Tout de suite après venait Sebring. Tracé sur un aérodrome, le circuit était si bosselé qu’il était impossible d’y voir clairement, tant les voitures y étaient secouées. Je me souviens très bien être sorti de la route après que ma suspension a lâché, sous les yeux de Mario Andretti dans sa Ferrari. Plus tard, en bavardant, lui et moi étions tombés d’accord : il fallait être fou pour courir ici. Jo et moi avions fini cinquième, mais cette première visite m’avait durablemen­t “vacciné” contre Sebring. Aujourd’hui, les 12 Heures de Sebring sont une des dernières “grandes classiques” de l’endurance… mais aussi une des seules que je n’ai pas remportées, même si je demeure à ce jour convaincu qu’en 1995, la Spice que je partageais avec Jan Lammers et Andy Wallace a terminé première, et pas deuxième derrière la Ferrari déclarée gagnante. Depuis, de nombreux officiels m’ont avoué, en “off”, qu’il y avait eu une erreur de chronométr­age ce week-end-là. Sebring n’en est pas moins la plus ancienne course d’endurance des États-unis, et la 65e édition des 12 Heures, cette année, était extraordin­aire. J’y suis allé en spectateur anonyme, j’ai dormi dans un camping-car, j’ai parcouru les abords du circuit à pied, et j’ai passé un moment magique. Le revêtement reste catastroph­ique, mais il y avait 150 000 spectateur­s. En Europe, combien sont-ils ?

Dans chaque catégorie, il y a eu de très belles bagarres, même s’il était certain que, sauf miracle, les Cadillac (à châssis Dallara) allaient gagner. Sans grande surprise, Ricky et Joran Taylor l’ont donc emporté au volant de l’auto engagée par leur père, comme ils l’avaient déjà fait aux 24 Heures de Daytona. Comme troisième pilote, ils avaient choisi Alex Lynn, un compatriot­e britanniqu­e transfuge de la monoplace. Je suis très content pour Alex et j’espère que cette victoire en appellera d’autres !

§

__Consigne__.
Répondez aux questions suivantes d'après l'extrait sur Sebring.
(a) À quelle place Jo et l'auteur ont-ils terminé lors de leur première venue à Sebring ?
(b) Combien de spectateurs ont assisté à la 65e édition des 12 Heures ?
(c) Quel pilote Ricky et Joran Taylor ont-ils choisi comme troisième pilote ?

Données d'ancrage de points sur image
§

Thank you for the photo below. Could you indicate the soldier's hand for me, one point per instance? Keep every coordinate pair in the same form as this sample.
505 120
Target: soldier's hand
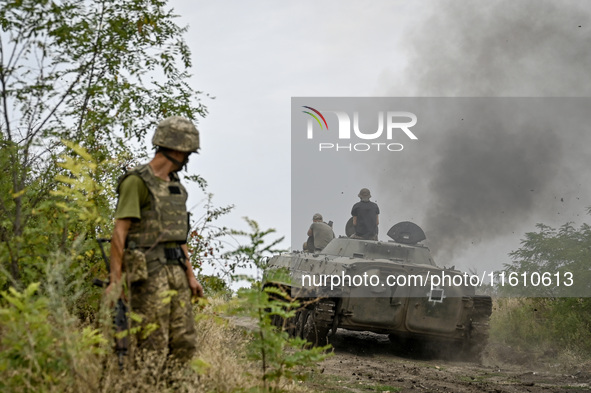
113 292
196 288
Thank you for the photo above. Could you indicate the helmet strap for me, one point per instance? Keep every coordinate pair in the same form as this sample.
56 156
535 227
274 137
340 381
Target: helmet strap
180 164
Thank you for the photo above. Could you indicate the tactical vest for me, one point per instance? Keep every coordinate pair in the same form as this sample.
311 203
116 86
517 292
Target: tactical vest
167 219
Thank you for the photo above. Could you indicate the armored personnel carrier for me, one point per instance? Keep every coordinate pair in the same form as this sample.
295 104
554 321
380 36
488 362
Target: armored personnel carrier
388 287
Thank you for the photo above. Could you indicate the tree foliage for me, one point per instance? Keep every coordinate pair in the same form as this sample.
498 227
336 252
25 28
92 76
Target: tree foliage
99 73
562 254
553 317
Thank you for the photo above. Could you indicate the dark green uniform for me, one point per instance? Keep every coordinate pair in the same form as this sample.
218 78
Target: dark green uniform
159 225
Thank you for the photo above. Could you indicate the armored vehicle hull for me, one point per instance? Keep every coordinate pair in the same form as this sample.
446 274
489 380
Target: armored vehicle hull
392 288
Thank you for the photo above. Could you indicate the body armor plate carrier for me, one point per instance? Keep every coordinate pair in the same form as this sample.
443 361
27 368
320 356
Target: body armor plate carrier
167 219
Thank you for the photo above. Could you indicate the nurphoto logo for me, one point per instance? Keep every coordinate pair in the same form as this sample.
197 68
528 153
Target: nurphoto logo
396 124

§

__Réponse__.
(a) Ils ont terminé cinquièmes.
(b) Il y avait 150 000 spectateurs.
(c) Ils ont choisi Alex Lynn, un pilote britannique venu de la monoplace.